Required task a:
Which lines in the records below contain the string "brickwork"? Pick out each one and copy it in full.

Text passage:

Power is taken as a measure of an entity’s ability to control the environment including the behavior of other entities. It is utilized by nations to legitimize international relations as it is considered as endemic to human beings as social beings. Law, on the other hand, is considered as being a set of rules which are enhanced through a set of institutions to shape economic, social and political aspects of a society. It serves as a social mediator of relations between people. Power, however, is the most preferred tool of international cohesion as it makes institutions and states really work towards integration. Elements of power are diverse. They include military power, natural resources, economic power, communication’s advancement, technological advancement and power of numbers found in population.

Source material:
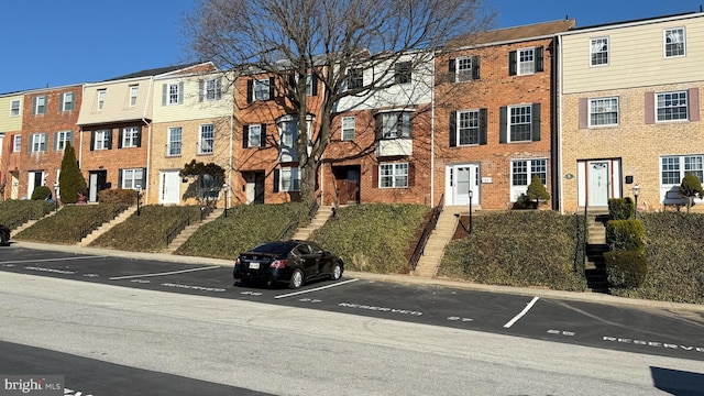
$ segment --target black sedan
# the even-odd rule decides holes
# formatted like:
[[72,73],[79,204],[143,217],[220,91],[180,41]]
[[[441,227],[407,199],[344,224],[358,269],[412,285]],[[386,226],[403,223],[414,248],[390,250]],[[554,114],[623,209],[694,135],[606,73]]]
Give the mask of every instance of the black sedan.
[[10,240],[10,229],[0,224],[0,245],[8,244]]
[[312,279],[337,280],[343,271],[342,260],[319,245],[288,240],[262,243],[240,254],[234,262],[233,276],[241,284],[288,284],[288,287],[297,289]]

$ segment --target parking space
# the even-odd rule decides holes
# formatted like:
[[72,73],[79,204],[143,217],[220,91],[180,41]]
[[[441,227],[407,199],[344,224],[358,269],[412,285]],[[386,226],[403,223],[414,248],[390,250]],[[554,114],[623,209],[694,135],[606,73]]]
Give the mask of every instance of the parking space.
[[237,298],[581,345],[704,360],[704,316],[344,276],[298,290],[233,285],[232,267],[12,246],[0,271]]

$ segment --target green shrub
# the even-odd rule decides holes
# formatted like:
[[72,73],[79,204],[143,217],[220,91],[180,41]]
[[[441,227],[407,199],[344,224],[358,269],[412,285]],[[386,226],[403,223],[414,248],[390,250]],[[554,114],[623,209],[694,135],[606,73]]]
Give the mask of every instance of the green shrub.
[[609,220],[606,222],[606,243],[612,251],[646,249],[646,230],[640,220]]
[[608,218],[612,220],[628,220],[634,217],[635,212],[636,206],[630,197],[608,200]]
[[644,252],[614,251],[604,253],[610,287],[637,288],[646,280],[648,262]]
[[47,186],[38,186],[32,191],[32,200],[48,200],[52,198],[52,190]]

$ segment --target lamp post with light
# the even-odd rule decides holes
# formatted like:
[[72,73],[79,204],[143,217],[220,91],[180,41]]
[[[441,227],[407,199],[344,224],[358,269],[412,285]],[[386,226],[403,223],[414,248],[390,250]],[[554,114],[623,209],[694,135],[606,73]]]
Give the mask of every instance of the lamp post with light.
[[636,219],[638,219],[638,196],[640,195],[640,186],[634,185],[634,200],[636,201]]

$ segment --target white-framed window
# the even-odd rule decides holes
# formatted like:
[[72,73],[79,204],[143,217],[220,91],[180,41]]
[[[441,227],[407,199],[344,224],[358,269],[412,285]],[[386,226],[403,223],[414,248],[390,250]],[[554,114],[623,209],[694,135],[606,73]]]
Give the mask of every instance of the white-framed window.
[[408,163],[392,163],[378,165],[380,188],[408,187]]
[[35,114],[45,114],[46,113],[46,96],[35,97],[34,98],[34,113]]
[[411,63],[410,61],[399,62],[394,65],[394,82],[395,84],[410,84],[413,75],[411,75]]
[[656,94],[656,120],[688,120],[688,103],[686,90]]
[[92,144],[94,150],[108,150],[108,148],[110,148],[110,134],[111,133],[112,133],[111,130],[96,131],[96,134],[95,134],[96,141]]
[[74,92],[64,92],[61,97],[59,111],[73,111],[76,107]]
[[122,169],[122,185],[120,187],[123,189],[138,189],[140,187],[144,189],[143,180],[143,168]]
[[22,135],[14,135],[14,141],[12,142],[12,152],[19,153],[22,150]]
[[14,99],[10,102],[10,117],[20,117],[22,101]]
[[33,133],[30,139],[32,139],[32,144],[30,152],[32,153],[45,153],[46,152],[46,133]]
[[268,78],[254,80],[254,100],[265,101],[271,99],[271,82]]
[[130,86],[130,107],[136,106],[136,98],[140,94],[140,86],[132,85]]
[[662,32],[664,57],[676,57],[685,55],[684,28],[666,29]]
[[98,110],[102,110],[102,108],[106,106],[106,89],[98,89]]
[[410,112],[391,111],[377,116],[382,139],[410,138]]
[[300,190],[300,168],[283,167],[279,178],[279,191]]
[[198,136],[198,154],[212,154],[212,144],[215,142],[215,125],[200,125],[200,136]]
[[618,125],[618,97],[590,99],[590,127]]
[[348,89],[358,89],[364,87],[364,70],[360,67],[349,68],[346,82]]
[[660,182],[666,188],[680,186],[690,173],[704,180],[704,155],[666,156],[660,163]]
[[457,113],[457,142],[459,146],[480,144],[480,110],[463,110]]
[[74,132],[72,131],[59,131],[56,132],[56,151],[64,151],[66,148],[66,142],[70,142]]
[[140,146],[140,129],[138,127],[128,127],[122,129],[122,147]]
[[355,120],[354,117],[342,118],[342,136],[343,141],[354,140]]
[[246,136],[246,146],[248,147],[258,147],[262,145],[262,125],[261,124],[252,124],[248,125],[248,136]]
[[182,128],[172,127],[168,129],[166,142],[166,156],[180,156]]
[[536,73],[536,48],[518,50],[518,74],[528,75]]
[[590,55],[592,66],[608,65],[608,37],[592,38]]
[[508,107],[508,139],[510,142],[526,142],[532,139],[532,106]]

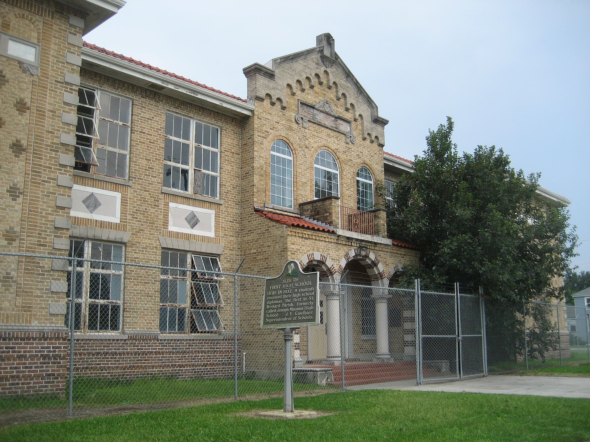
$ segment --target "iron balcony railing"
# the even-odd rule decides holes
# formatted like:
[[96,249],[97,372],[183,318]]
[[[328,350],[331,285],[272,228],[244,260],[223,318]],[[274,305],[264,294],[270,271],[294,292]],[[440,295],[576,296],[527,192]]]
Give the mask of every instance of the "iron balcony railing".
[[340,207],[340,228],[363,235],[375,235],[375,214],[344,206]]

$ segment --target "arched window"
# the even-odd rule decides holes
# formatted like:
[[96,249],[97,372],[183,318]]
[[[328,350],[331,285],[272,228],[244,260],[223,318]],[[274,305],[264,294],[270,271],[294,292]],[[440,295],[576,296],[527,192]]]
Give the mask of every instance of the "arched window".
[[373,208],[373,177],[364,166],[356,171],[356,208],[365,212]]
[[327,150],[320,150],[313,161],[314,196],[338,196],[338,164],[334,156]]
[[289,145],[277,140],[270,148],[270,203],[293,209],[293,154]]

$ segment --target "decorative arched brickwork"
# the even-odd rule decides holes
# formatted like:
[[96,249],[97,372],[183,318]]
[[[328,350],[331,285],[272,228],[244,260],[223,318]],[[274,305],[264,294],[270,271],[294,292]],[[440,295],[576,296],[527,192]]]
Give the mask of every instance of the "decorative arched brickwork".
[[342,275],[344,268],[349,261],[353,259],[359,260],[367,271],[372,285],[378,287],[386,287],[389,282],[386,277],[385,271],[379,258],[365,247],[355,247],[349,250],[340,262],[338,266],[338,274]]
[[307,255],[301,256],[299,260],[301,268],[304,269],[307,266],[319,266],[322,271],[320,276],[326,278],[330,282],[335,282],[335,275],[336,274],[336,268],[332,260],[323,253],[319,252],[310,252]]

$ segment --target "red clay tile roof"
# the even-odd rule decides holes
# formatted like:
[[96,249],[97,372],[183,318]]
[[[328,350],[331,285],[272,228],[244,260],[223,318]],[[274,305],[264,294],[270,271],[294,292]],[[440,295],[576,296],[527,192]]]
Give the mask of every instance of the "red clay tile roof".
[[403,241],[398,241],[397,239],[392,239],[391,243],[394,246],[398,246],[398,247],[405,247],[407,249],[414,249],[414,250],[418,250],[418,248],[413,244],[410,244],[408,242],[404,242]]
[[314,230],[320,230],[320,232],[329,232],[330,233],[334,233],[336,232],[333,229],[328,229],[327,227],[320,226],[319,225],[315,224],[310,221],[307,221],[303,218],[300,218],[299,216],[284,215],[281,213],[277,213],[274,212],[267,212],[267,210],[263,210],[262,209],[255,206],[254,207],[254,212],[258,213],[261,216],[264,216],[265,218],[268,218],[268,219],[271,219],[273,221],[276,221],[281,224],[284,224],[286,226],[303,227],[306,229],[312,229]]
[[[323,227],[323,226],[320,226],[317,224],[304,220],[303,218],[300,218],[299,216],[284,215],[282,213],[268,212],[268,210],[265,210],[261,207],[259,207],[257,206],[254,206],[254,212],[261,216],[264,216],[265,218],[268,218],[273,221],[276,221],[281,224],[284,224],[286,226],[291,226],[292,227],[303,227],[306,229],[312,229],[314,230],[328,232],[330,233],[336,233],[336,231],[333,229],[328,229],[327,227]],[[407,242],[404,242],[403,241],[398,241],[396,239],[392,239],[391,242],[394,246],[405,247],[407,249],[418,250],[418,248],[415,246]]]
[[160,68],[156,68],[155,66],[152,66],[150,64],[148,64],[147,63],[144,63],[142,61],[139,61],[137,60],[134,60],[129,57],[125,57],[124,55],[122,55],[120,54],[117,54],[117,52],[114,52],[112,51],[109,51],[109,50],[104,49],[104,48],[101,48],[100,46],[97,46],[96,45],[93,45],[91,43],[88,43],[87,41],[84,42],[84,47],[88,48],[88,49],[91,49],[93,51],[96,51],[97,52],[100,52],[101,54],[104,54],[107,55],[110,55],[110,57],[114,57],[115,58],[119,58],[120,60],[123,60],[123,61],[127,61],[130,63],[133,63],[137,66],[140,66],[142,68],[145,68],[146,69],[149,69],[150,71],[153,71],[154,72],[157,72],[159,74],[163,74],[165,75],[168,75],[168,77],[172,77],[172,78],[176,78],[176,80],[179,80],[182,81],[185,81],[187,83],[191,84],[194,84],[195,86],[198,86],[199,87],[202,87],[204,89],[206,89],[209,91],[212,91],[212,92],[217,92],[218,94],[221,94],[221,95],[224,95],[226,97],[229,97],[230,98],[234,98],[234,100],[237,100],[239,101],[242,103],[247,103],[244,98],[241,98],[239,97],[236,97],[234,95],[231,95],[231,94],[228,94],[223,91],[220,91],[218,89],[215,89],[212,87],[210,87],[206,84],[203,84],[202,83],[199,83],[198,81],[194,81],[189,78],[186,78],[182,75],[179,75],[174,74],[172,72],[168,72],[163,69],[160,69]]
[[411,160],[408,160],[408,159],[407,159],[405,158],[402,158],[401,157],[398,156],[397,155],[394,155],[394,154],[392,154],[392,153],[389,153],[389,152],[386,152],[385,151],[384,151],[383,153],[384,154],[385,154],[386,155],[388,156],[393,157],[394,158],[396,158],[398,160],[401,160],[403,161],[405,161],[408,164],[414,164],[414,161],[412,161]]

Required task b:
Can you write out the passage on power and law, starting at "Power is taken" and ending at "found in population."?

Result a:
$ segment --target "decorative arched brickwork"
Give the mask of every instance of the "decorative arched brickwork".

Result b:
Power is taken as a measure of an entity’s ability to control the environment including the behavior of other entities. It is utilized by nations to legitimize international relations as it is considered as endemic to human beings as social beings. Law, on the other hand, is considered as being a set of rules which are enhanced through a set of institutions to shape economic, social and political aspects of a society. It serves as a social mediator of relations between people. Power, however, is the most preferred tool of international cohesion as it makes institutions and states really work towards integration. Elements of power are diverse. They include military power, natural resources, economic power, communication’s advancement, technological advancement and power of numbers found in population.